Problem to solve
Locate each line in the records below that contains the word "window", and copy every such line.
%%
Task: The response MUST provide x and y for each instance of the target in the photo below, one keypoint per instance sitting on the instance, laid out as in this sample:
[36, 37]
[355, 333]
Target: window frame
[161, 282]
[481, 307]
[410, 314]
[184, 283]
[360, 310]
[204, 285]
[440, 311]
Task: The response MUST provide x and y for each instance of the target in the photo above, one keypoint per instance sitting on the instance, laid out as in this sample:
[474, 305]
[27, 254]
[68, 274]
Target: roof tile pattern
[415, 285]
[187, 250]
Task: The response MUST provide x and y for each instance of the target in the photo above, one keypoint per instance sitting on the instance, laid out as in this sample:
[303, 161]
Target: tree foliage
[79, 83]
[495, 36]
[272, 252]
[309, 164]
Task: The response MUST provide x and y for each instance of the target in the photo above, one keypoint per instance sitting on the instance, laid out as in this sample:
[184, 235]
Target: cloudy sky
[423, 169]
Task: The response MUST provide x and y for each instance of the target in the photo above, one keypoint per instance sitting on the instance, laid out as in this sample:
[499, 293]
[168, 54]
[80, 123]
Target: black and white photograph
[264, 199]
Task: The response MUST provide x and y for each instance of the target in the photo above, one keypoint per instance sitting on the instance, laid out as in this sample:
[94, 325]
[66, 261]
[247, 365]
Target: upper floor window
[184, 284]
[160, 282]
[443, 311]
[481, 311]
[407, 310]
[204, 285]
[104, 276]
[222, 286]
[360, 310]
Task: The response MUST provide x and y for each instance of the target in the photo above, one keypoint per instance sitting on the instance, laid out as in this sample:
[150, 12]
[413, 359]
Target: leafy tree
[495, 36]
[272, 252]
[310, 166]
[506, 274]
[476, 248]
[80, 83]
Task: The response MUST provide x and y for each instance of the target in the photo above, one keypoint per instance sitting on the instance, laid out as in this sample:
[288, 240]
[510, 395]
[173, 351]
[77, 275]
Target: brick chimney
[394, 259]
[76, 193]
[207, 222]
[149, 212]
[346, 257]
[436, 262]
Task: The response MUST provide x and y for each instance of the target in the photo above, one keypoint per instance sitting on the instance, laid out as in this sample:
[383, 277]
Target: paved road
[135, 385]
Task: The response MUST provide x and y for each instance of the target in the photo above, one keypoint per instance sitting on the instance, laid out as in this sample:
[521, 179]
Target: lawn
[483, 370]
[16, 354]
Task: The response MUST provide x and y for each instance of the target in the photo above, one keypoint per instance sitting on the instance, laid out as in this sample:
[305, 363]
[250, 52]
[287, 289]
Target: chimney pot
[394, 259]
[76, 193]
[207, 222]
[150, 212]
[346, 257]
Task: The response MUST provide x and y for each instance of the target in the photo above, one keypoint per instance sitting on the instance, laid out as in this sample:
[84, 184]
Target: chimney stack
%%
Solution to this exercise
Target: window frame
Target: upper floor window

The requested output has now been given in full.